ISTRUZIONI:
1. Elenca le attrezzature che, secondo il testo sul Teatro della Caduta, servivano per essere un signor teatro.
2. Aggiorna il testo sul Teatro della Caduta da "Proponeva spettacoli e" a "la propria arte.", mettendo "giovedì" al posto di "martedì".
3. Prosegui il testo sul Teatro della Caduta dal punto in cui si interrompe.

TESTO FORNITO:

Il 26 Febbraio 2019 sono caduto per l’ultima volta, ovviamente sul palco del Teatro della Caduta. Ora questo luogo è chiuso e ne rimane solo una serranda chiusa su via Buniva.
A Torino 15 anni fa nacque il Teatro della Caduta, dalle idee e dai sogni di Massimo Betti Merlin e Lorena Senestro. Un rifugio per gli attori e gli artisti senza palco fisso, un luogo di accoglienza per i senzapalco, un ritrovo per i viandanti delle arti performative.
Proponeva spettacoli e serate di ogni genere, ma sempre originali e innovative, sempre diverse. Il collante che dava unione e coerenza a tutte le sua attività era il varietà del martedì… tutti i martedì, senza sconti. Un luogo in cui sperimentare, provare e soprattutto per cadere. Tutti coloro che approdavano a questo molo erano coraggiosi o sprovveduti pronti al fallimento, allo scopo di imparare e rendere ancor più salda la propria arte.
“Chi non ha mai fallito non può essere grande.” Herman Melville
Per me era un luogo magico, unico e inimitabile. Ecco perché.
Un teatro leggendario
Prima di tutto era piccolo, tanto piccolo. Stile che in casa mia, che già è piccola, ce ne stavano più di quattro di teatri della Caduta. Ma aveva tutto quel che serviva per essere un signor teatro: luci, amplificatori, sipario, fondali e una quinta. Il palco di 6 metri quadri era sovrastato da un antro in cui un’orchestra dal vivo accompagnava tutto il varietà, sempre bravissimi, giusto leggermente incurvati per non sbattere la testa sul soffitto. Ci stavano 45 spettatori, su sedie di legno pieghevoli. La regia tecnica stava su un piccolo soppalco sopra l’ingresso. Per entrare non si pagava un biglietto, mai. Tutti gli spettacoli si pagavano a cappello, gli spettatori potevano dare in base a quanto gli era piaciuto. Durante il varietà c’era un momento in cui si dava la possibilità a qualcuno del pubblico di salire dalla sala e cadere insieme agli artisti, senza filtri. Ci stava poca gente, ma a Torino lo conoscevano tutti.

DATI GREZZI:

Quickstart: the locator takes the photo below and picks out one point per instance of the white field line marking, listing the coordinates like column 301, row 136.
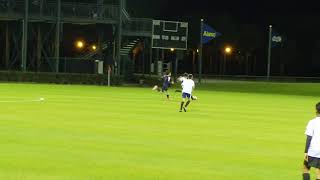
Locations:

RISPOSTE:
1. Luci, amplificatori, sipario, fondali e una quinta.

2.
Proponeva spettacoli e serate di ogni genere, ma sempre originali e innovative, sempre diverse. Il collante che dava unione e coerenza a tutte le sua attività era il varietà del giovedì… tutti i giovedì, senza sconti. Un luogo in cui sperimentare, provare e soprattutto per cadere. Tutti coloro che approdavano a questo molo erano coraggiosi o sprovveduti pronti al fallimento, allo scopo di imparare e rendere ancor più salda la propria arte.

3.
Fin dalla sua nascita mi ha accolto e accompagnato con i primi numeri legati al teatro, facendomi conoscere un nuovo modo di fare spettacolo e stimolandomi nel provare nuove idee, per quanto folli fossero. Mi ricordo le prime serate passate nel camerino, che non era un camerino, ma pochi metri quadri dietro il palco in cui ci ritrovavamo in cinque o sei, aspettando di cadere. L’ansia e la tensione si percepivano nell’aria. A volte le mani mi tremavano, altre volte nell’attesa giocavo a carte con gli amici.
Il giorno in cui cadde il teatro
Martedì 26 Febbraio 2019 è stata l’ultima volta che ho calpestato quel palcoscenico, con tantissimi amici e compagni di viaggio di questi 15 anni. Con alcuni ho condiviso tanti altri spettacoli, con altri tante discussioni sull’arte, con altri semplicemente alcune camminate in montagna. Una serata ricca di ricordi, emozioni e voglia di fare teatro insieme, tra giocoleri e maghi, clown e musicisti, attori e cantanti.
Per questa ultima serata con noi quella sera, come ospite speciale, c’era Dirce, sempre meravigliosa e affascinante, protagonista dei primi anni del Teatro della Caduta. Cantante straordinaria in stile anni 30… perché lei è di quegli anni. Con i suoi 86 anni ci ha incantato ed emozionato un ultima volta con due brani di Edith Piaf, perché, come mi ha detto lei “non ci vedo più, ho problemi a camminare e a volte non mi funziona il cervello, ma la voce ce la ho ancora buona!”.
Le emozioni e le sensazioni che mi ha dato questo teatro in questi anni mi lasciano una domanda senza riposte, ora dove andrò a cadere il martedì sera?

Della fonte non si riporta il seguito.